* _SELECTED EXTRACT_
◇ ◇ ◇ ◇ ◇ ◇ ◇
Definition - What does Wire Spraying mean?
Wire spraying is one of the processes of thermal spraying where two consumable metal wires are fed independently into the spray gun. These wires are then charged and an arc is generated between them. The heat from this arc melts the incoming wire, which is then sprayed via air jet from the gun. This entrained molten feedstock is then deposited onto a substrate.
Corrosionpedia explains Wire Spraying
The thermal wire spray coating processes involves the deposition of coatings from a stream of high-velocity finely divided particles in a molten or semi-molten state impinging onto the substrate. These processes use metal wire that is molten and broken into fine droplets. The coating gun adds thermal energy to bring the materials to a plastic or molten condition and accelerates these materials at high velocities toward the substrate.
- Heat source: Fuel and oxygen
- Material: Wire (metal)
◇ ◇ ◇ ◇ ◇ ◇ ◇
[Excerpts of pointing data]
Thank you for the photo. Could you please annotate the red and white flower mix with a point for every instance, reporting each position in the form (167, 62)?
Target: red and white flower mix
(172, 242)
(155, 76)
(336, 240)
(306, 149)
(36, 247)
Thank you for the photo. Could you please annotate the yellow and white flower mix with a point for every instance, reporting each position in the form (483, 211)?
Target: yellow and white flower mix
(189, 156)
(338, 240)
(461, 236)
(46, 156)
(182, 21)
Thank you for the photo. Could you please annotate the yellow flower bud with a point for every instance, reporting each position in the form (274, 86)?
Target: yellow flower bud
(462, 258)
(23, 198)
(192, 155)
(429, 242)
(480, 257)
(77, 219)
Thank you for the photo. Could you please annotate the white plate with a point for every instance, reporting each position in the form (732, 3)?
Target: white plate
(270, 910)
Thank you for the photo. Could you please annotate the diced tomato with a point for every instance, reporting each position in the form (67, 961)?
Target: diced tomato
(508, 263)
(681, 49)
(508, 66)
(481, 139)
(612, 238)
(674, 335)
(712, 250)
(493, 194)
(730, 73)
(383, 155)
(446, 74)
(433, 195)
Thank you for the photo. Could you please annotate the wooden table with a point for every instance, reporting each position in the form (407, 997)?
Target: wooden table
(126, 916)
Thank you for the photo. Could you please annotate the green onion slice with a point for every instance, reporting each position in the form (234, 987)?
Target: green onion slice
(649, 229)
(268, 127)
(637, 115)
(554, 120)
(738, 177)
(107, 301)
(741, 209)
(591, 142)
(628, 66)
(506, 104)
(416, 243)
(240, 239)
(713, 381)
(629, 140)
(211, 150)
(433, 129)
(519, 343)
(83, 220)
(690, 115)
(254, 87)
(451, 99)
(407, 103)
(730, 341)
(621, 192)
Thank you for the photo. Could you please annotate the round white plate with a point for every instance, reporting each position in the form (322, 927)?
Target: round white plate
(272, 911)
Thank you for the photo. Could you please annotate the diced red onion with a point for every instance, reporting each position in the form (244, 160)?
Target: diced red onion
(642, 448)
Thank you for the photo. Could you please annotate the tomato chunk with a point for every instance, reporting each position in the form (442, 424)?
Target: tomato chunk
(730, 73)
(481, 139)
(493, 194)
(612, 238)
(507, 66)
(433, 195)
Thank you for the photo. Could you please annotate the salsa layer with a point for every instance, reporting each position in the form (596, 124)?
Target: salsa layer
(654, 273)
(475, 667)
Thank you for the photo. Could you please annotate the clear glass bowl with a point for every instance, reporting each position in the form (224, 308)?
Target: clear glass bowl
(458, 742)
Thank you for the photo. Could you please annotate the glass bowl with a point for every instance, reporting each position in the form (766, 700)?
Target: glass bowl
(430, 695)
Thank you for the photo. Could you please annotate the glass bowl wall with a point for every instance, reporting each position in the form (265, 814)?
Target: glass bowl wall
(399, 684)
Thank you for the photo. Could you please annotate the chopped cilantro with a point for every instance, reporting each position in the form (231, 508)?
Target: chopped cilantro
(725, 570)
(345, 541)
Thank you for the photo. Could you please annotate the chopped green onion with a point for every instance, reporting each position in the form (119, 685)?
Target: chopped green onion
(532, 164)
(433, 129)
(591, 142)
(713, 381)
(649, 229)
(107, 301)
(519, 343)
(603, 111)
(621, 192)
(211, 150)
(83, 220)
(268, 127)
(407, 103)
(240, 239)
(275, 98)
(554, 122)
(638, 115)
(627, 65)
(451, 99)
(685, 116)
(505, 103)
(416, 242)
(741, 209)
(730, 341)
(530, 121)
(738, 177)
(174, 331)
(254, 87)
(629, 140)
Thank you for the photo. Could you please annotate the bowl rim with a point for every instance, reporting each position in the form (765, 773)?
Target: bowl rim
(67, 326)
◇ ◇ ◇ ◇ ◇ ◇ ◇
Write out again, word for word, the passage of the wire spraying definition from "Definition - What" up to and including "onto a substrate.".

* _FINISHED TASK_
Definition - What does Wire Spraying mean?
Wire spraying is one of the processes of thermal spraying where two consumable metal wires are fed independently into the spray gun. These wires are then charged and an arc is generated between them. The heat from this arc melts the incoming wire, which is then sprayed via air jet from the gun. This entrained molten feedstock is then deposited onto a substrate.